TASK A :: In the forum thread, what rule of thumb is given for drying time?
TASK B :: Reproduce the part of the forum thread that opens with the words "Here's a bonus" and closes with "(Jul 21, 2009)", changing "sawmill" to "lumber mill".

ARTICLE ::
# Table on the Cheap - Should I go to a mill?



## Sirnanigans (Apr 3, 2014)

I plan to build a large table for card and table-top games. I have been exploring various options to get a feel for price per style/quality. I've budgeted some torsion box and plywood designs, but I want to get an idea of the price for a solid hardwood design.

Obviously "on the cheap" isn't a phrase associated with such an idea as a solid hardwood table, but I approach "cheap" with respect to the quality of the product. If I can get a table worth 10 tiems as much on quality, appearance, and longevity, then I will glady spend twice as much - that's cheaper with respect to what my money can afford. _Anyway, on to the question at hand..._

*What kind of bill can I expect from having a lumber mill cut down a 12' x 18" diameter log into about 16 planks at 6ft long and 1.5in thick?* That's about 12 cuts if I understand the process (spoiler: I don't). Looking for a real rough estimate here, obviously the price varies by a whole list of details.

Thanks for any input. Just trying to get the best bang for my buck while staying under $400 (maaaaaybe $500 depending on what it buys). I hope to hear that I can build a nice tuscan style hardwood table by hand for about $300. Would be a fun experience, too.

*Thanks again!*


----------



## GeorgeC (Jul 30, 2008)

You have a major problem. A 12" log will not yield 8ea 1 1/2" thick boards. Do the math. 8 times 1 1/2 equals 12. The first 2 or 3 inches on each side of the log are not going to be of any use.

George


----------



## Sirnanigans (Apr 3, 2014)

GeorgeC said:


> You have a major problem. A 12" log will not yield 8ea 1 1/2" thick boards. Do the math. 8 times 1 1/2 equals 12. The first 2 or 3 inches on each side of the log are not going to be of any use.
> 
> George


You're absolutely right. I just skipped over that part of the process when I did the math, for some reason. I have an option of a wider log, so it's easy to just change it to a 16" or 18" diameter for my question. I'll edit that in, thanks for the catch.


----------



## Sirnanigans (Apr 3, 2014)

Here's a bonus question I just thought of:

If I am having walnut, hickory, or white oak cut, might a sawmill trade the work for a portion of the wood? 

I know the wood is valuable, but I don't know if they have any way to profit from it.


----------



## MT Stringer (Jul 21, 2009)

Are you willing to wait up to a year for the wood to dry after it is milled from logs? Just thinking about what you are asking.


----------



## Sirnanigans (Apr 3, 2014)

I am willing to wait about 6 months... I figured this would suffice. If not, I can have the wood finished on both sides and cut to 1". I don't think the table top needs to be over 1" thick. 

--I live near Chicago, so our weather here isn't likely to dry the wood out to satisfaction anyway, the boards will be stored indoors most likely.-- I take this back. Apparently our average humidity isn't that horrible, it just always seems that way.


----------



## Fastback (Sep 2, 2012)

Well I think that 6 months is rushing it. Rule of thumb is 1 yr per inch for drying time. Now if you can get it Kiln dried that is a different story. If you going to end out at 1 inch why not have it cut to 1 1/4 or 1 1/8 this will also help speed up the drying process. If your going to try to air dry make sure you sticker the wood to keep it flat and allow the air to flow all around the wood. Next question is do you seal the ends. This will slow the drying time, but will reduce checking etc.

SUPPLIED RECORDS ::
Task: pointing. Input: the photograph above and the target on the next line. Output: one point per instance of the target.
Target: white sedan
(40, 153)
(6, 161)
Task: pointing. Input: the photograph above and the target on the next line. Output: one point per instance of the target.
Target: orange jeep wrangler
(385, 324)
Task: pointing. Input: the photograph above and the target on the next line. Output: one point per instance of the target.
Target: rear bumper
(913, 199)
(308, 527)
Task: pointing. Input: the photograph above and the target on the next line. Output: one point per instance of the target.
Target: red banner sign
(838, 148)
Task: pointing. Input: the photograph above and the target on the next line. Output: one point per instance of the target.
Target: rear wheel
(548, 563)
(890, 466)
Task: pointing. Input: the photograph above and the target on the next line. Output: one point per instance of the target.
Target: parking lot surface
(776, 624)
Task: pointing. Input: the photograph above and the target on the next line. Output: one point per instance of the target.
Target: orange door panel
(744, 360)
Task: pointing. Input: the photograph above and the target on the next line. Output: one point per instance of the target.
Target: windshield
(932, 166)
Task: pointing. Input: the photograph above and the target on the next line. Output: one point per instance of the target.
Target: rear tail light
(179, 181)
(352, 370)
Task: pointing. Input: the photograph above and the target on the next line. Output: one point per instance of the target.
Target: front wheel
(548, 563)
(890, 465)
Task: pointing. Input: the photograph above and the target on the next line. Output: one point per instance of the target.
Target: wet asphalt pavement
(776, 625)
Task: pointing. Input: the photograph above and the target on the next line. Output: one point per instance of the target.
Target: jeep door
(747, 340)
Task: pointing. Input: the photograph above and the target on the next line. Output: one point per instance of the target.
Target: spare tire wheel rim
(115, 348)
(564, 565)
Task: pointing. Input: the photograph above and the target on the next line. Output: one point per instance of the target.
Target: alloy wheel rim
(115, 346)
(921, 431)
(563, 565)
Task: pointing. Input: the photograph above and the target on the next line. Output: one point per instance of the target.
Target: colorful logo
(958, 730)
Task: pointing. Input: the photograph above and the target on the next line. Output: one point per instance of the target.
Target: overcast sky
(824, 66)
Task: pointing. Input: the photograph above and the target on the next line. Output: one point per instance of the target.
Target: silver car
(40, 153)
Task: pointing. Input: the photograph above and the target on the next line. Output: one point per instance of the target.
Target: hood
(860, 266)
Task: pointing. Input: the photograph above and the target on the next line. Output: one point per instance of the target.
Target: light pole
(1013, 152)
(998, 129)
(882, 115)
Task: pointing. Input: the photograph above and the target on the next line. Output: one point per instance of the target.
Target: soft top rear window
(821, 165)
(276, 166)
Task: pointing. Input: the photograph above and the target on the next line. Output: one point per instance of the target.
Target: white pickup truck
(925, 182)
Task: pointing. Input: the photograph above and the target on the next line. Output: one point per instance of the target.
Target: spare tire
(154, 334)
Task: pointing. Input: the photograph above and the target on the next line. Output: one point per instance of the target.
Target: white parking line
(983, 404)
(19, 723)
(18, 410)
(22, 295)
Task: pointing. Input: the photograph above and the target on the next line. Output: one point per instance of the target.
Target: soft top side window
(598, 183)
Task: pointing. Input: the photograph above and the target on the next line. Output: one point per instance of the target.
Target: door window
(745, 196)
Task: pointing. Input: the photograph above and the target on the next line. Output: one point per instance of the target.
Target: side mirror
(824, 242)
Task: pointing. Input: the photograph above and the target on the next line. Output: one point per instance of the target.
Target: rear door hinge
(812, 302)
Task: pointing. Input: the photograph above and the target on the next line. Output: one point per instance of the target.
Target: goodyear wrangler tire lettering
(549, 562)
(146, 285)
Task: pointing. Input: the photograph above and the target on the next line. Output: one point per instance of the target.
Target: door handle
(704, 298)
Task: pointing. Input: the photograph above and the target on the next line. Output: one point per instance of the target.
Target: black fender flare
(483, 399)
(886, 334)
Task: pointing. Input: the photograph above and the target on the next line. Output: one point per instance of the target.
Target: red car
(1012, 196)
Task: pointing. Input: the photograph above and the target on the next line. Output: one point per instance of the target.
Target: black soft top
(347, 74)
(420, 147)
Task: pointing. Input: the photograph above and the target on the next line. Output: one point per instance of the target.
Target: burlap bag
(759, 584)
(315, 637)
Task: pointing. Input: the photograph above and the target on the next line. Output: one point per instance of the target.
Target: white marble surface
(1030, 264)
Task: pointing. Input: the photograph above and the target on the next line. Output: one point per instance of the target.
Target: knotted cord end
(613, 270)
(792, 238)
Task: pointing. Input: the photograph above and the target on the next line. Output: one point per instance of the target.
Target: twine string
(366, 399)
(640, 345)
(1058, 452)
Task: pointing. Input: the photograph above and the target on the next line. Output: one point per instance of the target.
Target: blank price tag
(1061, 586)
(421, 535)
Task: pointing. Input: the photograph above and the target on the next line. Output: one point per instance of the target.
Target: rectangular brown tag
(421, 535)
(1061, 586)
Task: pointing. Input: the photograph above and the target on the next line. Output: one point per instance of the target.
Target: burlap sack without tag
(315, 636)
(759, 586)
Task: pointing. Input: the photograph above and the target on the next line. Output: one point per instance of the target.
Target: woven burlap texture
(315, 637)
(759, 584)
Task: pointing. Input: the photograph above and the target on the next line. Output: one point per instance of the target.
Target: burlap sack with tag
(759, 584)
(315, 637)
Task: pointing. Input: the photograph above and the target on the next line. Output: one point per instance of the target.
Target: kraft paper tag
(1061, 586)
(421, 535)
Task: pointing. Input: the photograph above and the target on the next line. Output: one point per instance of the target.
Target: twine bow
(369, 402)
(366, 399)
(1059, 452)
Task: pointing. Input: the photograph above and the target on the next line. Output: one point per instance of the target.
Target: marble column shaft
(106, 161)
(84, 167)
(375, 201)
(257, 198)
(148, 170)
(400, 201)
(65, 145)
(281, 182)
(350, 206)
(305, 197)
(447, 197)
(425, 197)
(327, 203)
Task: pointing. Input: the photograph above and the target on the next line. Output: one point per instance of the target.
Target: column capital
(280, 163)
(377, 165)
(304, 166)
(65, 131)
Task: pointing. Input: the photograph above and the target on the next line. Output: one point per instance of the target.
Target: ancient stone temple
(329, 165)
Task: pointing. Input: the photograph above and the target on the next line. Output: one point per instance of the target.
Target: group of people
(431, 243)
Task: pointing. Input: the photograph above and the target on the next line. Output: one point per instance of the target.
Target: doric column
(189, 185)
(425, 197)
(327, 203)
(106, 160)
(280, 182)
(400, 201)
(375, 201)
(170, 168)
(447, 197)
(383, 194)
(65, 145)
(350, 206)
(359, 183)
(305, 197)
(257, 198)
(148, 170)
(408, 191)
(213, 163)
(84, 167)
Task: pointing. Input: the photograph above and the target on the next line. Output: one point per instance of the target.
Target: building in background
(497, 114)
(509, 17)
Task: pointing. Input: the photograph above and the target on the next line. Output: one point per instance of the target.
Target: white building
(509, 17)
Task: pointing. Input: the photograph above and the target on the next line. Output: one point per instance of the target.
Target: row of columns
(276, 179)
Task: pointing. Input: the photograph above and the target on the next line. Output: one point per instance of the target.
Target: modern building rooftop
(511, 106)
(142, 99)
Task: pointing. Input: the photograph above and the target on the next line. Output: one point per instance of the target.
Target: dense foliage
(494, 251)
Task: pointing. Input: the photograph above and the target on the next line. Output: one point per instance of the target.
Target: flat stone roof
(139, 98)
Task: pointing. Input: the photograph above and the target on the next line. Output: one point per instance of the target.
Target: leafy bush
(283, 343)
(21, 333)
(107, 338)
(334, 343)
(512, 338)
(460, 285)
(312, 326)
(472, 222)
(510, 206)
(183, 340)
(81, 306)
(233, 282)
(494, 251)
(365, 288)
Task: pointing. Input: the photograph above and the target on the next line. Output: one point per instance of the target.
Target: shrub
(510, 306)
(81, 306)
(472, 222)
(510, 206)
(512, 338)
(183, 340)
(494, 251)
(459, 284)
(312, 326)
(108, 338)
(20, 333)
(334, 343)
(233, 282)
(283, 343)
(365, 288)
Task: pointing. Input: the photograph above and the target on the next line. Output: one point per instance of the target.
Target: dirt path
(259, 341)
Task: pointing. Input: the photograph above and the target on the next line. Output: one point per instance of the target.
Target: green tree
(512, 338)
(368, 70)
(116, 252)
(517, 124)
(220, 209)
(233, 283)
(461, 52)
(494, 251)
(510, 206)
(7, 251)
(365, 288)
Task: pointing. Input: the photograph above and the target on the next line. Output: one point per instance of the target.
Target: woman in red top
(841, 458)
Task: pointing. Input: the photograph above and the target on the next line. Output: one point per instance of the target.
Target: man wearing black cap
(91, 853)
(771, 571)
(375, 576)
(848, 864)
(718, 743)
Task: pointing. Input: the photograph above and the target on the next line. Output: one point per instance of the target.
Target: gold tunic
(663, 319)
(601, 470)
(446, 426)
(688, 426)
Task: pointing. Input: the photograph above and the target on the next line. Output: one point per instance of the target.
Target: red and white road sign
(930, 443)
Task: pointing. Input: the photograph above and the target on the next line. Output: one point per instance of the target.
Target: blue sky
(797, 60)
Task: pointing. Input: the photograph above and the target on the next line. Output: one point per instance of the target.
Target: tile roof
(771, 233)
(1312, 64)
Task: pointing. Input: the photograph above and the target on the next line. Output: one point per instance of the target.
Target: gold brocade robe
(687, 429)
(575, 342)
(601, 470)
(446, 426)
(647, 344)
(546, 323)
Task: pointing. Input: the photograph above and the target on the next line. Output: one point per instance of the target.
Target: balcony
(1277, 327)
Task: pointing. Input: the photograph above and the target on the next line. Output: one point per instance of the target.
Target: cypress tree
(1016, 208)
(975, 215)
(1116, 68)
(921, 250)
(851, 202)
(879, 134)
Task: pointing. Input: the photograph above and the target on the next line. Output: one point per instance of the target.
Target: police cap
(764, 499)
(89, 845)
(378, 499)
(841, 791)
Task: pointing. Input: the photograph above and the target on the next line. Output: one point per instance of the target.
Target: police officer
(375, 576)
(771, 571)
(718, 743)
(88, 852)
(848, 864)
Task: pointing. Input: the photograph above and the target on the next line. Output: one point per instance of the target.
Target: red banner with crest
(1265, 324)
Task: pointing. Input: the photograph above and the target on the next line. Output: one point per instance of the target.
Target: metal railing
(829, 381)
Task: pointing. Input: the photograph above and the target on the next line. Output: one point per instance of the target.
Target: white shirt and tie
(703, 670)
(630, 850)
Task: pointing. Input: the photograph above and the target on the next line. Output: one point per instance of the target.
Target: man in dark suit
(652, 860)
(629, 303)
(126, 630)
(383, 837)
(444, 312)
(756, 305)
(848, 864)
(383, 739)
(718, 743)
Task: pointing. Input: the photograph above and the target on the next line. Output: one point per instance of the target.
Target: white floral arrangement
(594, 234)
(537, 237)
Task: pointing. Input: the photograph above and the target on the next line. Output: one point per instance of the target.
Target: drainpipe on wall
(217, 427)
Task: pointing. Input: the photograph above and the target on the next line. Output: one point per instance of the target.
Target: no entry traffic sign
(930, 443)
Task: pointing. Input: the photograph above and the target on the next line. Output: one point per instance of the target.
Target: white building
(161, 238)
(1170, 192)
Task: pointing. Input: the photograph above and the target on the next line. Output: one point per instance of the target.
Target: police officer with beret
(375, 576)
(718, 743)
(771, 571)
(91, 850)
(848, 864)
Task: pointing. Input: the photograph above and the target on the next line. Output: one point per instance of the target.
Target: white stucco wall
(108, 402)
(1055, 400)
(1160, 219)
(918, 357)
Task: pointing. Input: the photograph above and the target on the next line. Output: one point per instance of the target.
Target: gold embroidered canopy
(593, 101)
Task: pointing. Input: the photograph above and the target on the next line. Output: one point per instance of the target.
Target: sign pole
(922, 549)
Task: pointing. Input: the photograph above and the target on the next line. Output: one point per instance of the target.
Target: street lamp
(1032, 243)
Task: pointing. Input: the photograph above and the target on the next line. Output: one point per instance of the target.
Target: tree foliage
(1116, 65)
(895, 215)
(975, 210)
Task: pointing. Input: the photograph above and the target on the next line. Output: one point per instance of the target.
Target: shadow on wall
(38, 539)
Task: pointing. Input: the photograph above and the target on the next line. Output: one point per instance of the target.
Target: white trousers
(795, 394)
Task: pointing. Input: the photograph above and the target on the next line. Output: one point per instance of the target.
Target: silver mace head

FULL SOLUTION A :: 1 year per inch of thickness.

FULL SOLUTION B ::
Here's a bonus question I just thought of:

If I am having walnut, hickory, or white oak cut, might a lumber mill trade the work for a portion of the wood? 

I know the wood is valuable, but I don't know if they have any way to profit from it.


----------



## MT Stringer (Jul 21, 2009)